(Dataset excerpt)
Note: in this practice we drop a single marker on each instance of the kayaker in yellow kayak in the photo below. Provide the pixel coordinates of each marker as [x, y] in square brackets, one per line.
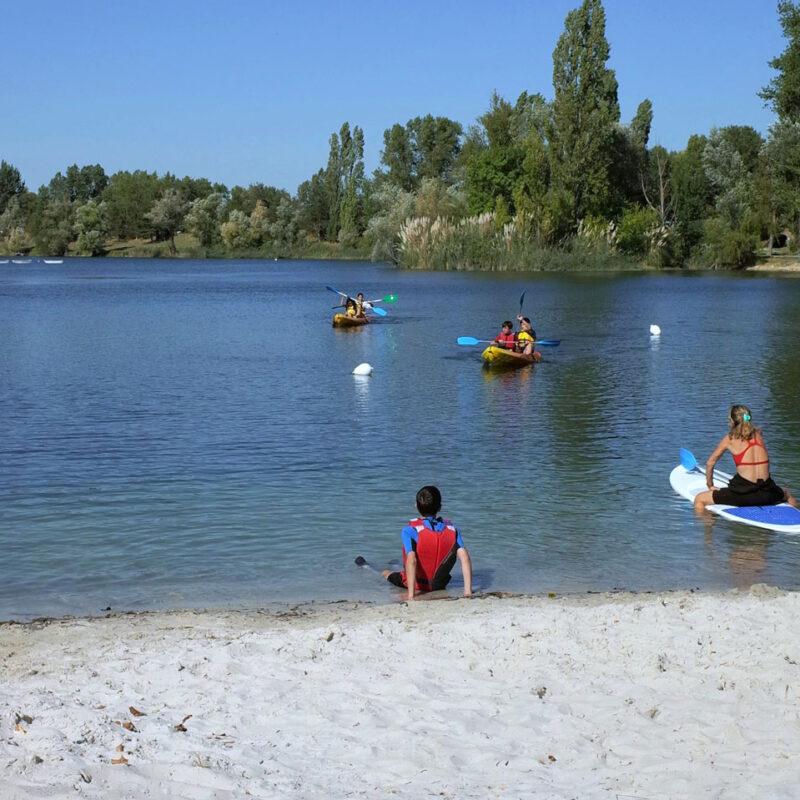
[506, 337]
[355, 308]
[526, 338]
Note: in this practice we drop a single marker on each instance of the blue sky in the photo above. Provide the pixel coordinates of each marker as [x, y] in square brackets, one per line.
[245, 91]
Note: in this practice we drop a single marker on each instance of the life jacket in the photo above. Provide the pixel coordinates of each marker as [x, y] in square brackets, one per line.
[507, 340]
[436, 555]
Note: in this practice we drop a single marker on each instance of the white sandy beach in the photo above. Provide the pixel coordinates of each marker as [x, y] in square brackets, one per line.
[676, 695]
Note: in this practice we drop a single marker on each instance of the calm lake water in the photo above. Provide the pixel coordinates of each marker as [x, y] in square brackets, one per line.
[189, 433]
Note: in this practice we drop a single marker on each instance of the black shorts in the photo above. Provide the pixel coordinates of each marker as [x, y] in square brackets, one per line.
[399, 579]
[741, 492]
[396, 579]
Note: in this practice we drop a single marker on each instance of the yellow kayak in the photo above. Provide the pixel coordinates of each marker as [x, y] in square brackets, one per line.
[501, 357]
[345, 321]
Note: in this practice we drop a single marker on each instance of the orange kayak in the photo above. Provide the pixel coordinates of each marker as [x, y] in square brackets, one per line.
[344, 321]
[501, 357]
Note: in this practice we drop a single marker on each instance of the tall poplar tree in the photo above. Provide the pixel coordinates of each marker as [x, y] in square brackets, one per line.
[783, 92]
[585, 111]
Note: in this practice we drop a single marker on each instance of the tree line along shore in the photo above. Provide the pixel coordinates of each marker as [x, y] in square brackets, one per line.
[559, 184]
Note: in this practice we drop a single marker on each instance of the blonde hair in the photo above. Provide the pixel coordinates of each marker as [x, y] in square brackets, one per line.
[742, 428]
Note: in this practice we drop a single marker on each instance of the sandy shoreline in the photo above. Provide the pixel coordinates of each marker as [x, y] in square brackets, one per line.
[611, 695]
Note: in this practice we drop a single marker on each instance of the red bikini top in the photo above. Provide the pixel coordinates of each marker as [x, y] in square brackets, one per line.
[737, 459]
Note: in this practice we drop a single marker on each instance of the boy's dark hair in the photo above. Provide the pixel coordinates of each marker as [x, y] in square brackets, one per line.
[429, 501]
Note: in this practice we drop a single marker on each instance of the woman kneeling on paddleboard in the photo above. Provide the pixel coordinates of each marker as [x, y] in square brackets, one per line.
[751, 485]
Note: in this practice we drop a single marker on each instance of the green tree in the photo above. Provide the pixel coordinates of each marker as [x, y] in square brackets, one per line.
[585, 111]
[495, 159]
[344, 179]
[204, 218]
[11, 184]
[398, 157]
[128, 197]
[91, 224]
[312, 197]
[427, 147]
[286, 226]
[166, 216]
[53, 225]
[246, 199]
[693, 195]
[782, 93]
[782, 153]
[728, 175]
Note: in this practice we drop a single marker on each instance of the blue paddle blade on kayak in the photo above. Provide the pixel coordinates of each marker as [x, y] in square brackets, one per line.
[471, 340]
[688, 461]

* * *

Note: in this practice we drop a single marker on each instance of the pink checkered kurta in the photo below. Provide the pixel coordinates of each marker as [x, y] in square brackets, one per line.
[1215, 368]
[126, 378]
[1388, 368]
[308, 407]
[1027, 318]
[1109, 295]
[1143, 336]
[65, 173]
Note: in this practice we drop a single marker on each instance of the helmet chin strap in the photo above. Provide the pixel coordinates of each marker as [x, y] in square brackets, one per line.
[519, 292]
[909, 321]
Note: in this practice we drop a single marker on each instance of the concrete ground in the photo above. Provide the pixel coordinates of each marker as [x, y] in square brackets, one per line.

* _Task objective_
Copy the stretch from the line containing "of the pink" through the line containing "[1109, 295]", renaming "kurta" to "tunic" and leaving everything else unchanged.

* _Right answer_
Note: in this practice we drop a single marker on each instance of the pink checkered tunic in the photo below. Provide the pixel coordinates of each marker as [x, y] in square brackets, one per line.
[1215, 368]
[126, 378]
[1388, 368]
[308, 407]
[1027, 318]
[1109, 295]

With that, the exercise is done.